> _Task prompt_:
Reproduce the lines from the one containing "Determine the precise, high-resolution" up to and including the one containing "box: [182, 0, 214, 31]", changing every "clicks" to "points" and leaving everything else as it is.

> _Data for review_:
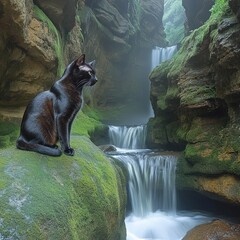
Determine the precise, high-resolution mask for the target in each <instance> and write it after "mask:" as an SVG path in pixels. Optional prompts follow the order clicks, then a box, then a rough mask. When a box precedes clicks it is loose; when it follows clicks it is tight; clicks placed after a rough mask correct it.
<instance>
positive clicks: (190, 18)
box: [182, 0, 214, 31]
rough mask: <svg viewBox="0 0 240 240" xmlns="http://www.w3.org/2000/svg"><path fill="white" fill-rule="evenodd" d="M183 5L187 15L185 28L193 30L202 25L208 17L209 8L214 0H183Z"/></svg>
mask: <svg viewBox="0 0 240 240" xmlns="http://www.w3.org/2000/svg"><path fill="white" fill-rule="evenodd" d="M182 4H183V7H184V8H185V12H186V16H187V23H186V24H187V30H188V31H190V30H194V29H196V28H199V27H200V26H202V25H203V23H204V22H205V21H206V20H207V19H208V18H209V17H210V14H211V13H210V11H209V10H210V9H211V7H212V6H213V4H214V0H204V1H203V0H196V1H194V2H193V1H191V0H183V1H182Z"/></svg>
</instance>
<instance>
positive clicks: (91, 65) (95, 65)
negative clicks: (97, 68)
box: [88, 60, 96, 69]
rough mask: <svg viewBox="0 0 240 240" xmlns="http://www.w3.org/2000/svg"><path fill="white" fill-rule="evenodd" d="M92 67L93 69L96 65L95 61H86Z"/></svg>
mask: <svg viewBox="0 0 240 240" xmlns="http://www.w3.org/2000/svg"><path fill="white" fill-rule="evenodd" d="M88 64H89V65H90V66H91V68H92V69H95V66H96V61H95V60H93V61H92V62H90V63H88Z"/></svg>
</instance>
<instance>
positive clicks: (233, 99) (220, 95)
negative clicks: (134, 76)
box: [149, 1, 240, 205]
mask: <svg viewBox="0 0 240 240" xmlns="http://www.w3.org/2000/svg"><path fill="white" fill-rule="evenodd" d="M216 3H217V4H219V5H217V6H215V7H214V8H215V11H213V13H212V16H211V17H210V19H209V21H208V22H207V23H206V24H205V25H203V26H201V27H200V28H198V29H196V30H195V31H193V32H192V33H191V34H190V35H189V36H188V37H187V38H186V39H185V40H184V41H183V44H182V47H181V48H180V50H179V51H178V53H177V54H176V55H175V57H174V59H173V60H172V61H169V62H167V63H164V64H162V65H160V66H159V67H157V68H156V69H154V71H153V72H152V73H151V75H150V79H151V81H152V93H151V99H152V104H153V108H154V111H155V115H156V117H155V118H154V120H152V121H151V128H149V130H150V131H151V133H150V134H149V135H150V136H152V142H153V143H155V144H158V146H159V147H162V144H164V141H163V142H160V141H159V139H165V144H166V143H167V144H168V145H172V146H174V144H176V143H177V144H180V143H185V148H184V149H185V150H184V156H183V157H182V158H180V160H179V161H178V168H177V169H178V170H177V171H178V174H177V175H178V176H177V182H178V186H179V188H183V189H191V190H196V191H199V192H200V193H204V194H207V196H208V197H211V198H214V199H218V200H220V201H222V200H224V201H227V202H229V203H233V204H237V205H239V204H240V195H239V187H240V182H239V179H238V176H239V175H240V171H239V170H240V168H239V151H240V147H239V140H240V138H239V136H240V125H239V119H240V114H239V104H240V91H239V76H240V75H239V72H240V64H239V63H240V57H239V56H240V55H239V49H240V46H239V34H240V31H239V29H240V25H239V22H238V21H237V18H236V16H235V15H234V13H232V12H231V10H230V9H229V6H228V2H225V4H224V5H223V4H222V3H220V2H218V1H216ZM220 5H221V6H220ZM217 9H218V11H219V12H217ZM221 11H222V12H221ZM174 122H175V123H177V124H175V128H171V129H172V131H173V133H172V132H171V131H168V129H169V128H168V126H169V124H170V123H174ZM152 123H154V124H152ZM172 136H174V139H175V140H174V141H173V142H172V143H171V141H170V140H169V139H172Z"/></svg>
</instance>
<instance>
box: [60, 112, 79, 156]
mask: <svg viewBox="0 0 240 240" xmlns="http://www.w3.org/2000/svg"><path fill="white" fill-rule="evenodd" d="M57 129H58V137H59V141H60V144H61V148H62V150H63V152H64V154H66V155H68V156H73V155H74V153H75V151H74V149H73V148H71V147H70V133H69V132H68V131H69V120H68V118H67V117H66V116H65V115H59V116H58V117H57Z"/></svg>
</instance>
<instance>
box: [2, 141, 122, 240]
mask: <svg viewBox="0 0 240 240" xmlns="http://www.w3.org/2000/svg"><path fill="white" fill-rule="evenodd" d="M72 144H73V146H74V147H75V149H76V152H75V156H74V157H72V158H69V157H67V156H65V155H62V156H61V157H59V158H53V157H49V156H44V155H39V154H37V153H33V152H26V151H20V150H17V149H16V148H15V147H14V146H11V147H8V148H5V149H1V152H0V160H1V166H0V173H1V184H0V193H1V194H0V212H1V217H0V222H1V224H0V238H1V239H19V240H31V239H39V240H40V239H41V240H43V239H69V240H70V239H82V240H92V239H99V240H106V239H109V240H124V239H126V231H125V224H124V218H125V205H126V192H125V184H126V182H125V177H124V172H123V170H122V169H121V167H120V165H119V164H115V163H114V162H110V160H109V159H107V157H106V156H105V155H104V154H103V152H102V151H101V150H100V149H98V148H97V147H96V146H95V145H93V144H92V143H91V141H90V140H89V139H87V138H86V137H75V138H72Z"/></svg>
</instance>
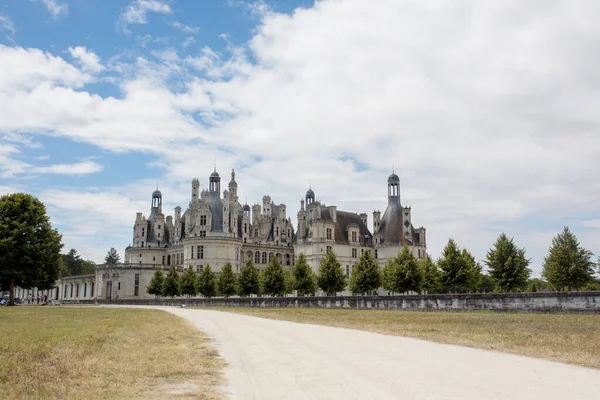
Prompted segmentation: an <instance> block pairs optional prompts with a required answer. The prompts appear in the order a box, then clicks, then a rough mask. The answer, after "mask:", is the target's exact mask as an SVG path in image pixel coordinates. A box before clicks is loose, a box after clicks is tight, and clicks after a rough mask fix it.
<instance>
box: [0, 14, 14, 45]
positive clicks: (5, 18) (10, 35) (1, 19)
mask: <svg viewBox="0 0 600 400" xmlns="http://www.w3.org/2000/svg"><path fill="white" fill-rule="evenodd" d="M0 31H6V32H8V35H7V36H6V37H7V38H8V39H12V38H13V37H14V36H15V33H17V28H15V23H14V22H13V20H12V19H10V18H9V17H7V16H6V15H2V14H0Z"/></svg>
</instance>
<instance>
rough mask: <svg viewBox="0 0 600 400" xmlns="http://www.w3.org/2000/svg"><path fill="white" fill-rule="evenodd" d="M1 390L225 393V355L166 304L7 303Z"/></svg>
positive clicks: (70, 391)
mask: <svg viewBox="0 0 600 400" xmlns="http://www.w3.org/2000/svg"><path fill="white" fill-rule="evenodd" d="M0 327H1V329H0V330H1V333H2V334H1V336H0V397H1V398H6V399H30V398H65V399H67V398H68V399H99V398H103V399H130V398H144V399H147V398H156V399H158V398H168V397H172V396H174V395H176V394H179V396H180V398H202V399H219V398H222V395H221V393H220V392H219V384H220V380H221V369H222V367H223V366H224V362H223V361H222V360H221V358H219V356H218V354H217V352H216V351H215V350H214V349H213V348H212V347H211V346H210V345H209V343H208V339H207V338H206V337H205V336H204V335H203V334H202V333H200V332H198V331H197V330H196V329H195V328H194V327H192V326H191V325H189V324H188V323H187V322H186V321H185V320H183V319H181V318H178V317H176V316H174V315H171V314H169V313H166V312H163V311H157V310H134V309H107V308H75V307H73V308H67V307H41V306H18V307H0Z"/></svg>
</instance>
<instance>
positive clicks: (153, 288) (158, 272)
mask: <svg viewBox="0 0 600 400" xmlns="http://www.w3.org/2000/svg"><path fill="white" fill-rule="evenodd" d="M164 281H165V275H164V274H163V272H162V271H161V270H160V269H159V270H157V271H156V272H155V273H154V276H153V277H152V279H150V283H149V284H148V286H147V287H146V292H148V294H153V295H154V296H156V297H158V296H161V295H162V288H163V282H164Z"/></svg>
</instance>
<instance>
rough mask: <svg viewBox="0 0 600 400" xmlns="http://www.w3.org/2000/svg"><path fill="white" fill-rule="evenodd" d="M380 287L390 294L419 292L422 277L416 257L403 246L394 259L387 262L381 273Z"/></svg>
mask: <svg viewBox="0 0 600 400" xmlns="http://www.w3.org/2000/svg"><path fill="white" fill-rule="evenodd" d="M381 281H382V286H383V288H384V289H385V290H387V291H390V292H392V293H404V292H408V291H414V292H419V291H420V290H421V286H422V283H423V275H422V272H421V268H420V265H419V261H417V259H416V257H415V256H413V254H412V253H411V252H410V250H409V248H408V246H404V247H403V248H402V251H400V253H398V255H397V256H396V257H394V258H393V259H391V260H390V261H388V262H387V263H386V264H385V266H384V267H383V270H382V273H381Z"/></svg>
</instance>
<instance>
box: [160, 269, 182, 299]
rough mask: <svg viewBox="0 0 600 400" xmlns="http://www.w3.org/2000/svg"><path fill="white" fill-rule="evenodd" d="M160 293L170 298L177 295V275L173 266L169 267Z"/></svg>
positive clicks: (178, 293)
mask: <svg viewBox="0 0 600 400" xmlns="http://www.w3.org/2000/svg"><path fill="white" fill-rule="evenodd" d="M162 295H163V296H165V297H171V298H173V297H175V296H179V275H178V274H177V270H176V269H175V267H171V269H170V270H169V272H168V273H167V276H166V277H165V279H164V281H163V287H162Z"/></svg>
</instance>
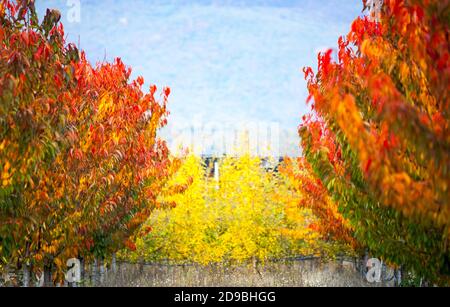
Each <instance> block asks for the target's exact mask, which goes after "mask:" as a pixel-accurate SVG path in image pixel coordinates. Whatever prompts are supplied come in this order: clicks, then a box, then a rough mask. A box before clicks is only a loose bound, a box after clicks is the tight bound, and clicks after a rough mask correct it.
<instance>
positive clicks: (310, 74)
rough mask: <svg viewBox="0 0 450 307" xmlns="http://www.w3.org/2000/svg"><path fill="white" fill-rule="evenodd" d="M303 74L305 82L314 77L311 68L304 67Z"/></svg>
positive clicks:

* * *

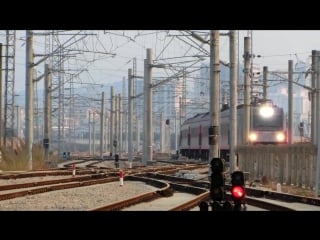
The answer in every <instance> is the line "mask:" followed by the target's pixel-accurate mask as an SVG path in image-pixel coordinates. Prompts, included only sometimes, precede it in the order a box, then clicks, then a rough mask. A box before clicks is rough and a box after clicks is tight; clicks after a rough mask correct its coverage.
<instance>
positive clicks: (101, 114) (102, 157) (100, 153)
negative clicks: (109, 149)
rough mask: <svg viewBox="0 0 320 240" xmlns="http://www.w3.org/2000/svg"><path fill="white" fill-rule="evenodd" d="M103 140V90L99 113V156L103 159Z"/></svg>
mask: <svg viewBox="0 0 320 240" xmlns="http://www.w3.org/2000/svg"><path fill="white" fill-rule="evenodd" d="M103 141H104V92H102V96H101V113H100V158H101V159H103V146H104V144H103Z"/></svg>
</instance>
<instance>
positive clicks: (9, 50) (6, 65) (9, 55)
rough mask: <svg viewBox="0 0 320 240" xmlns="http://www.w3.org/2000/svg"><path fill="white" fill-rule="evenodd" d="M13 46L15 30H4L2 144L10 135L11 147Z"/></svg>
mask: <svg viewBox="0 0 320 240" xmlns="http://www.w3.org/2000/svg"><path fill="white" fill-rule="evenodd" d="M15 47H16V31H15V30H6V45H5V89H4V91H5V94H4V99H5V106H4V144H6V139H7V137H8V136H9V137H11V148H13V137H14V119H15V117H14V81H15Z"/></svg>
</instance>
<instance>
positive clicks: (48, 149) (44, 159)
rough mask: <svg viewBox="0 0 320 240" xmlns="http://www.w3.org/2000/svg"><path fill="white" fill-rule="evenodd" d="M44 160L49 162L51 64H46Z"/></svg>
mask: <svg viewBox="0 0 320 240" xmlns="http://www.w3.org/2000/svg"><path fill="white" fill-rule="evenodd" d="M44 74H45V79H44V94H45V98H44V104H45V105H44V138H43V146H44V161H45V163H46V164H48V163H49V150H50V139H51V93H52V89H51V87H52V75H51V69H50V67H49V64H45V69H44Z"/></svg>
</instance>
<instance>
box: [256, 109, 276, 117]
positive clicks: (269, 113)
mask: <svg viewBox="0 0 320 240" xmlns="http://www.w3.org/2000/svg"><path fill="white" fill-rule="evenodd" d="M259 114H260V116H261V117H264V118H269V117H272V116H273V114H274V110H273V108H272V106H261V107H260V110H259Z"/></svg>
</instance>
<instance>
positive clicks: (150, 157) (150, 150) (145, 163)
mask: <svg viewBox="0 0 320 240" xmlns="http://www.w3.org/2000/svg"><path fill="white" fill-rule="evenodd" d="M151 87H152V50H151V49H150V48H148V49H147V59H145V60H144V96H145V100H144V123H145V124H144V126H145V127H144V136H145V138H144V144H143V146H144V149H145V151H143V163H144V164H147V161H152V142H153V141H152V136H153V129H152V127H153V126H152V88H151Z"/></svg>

> _Written response_:
Determine the precise, high-resolution mask for the target in each <instance> and write it after "mask:" as an SVG path in pixels. Optional prompts follow the order points, then a box, then a rough mask. When a box precedes points it is loose; when it follows points it is tight; points placed after a rough mask correct it.
<instance>
positive points: (190, 18)
box: [182, 0, 214, 31]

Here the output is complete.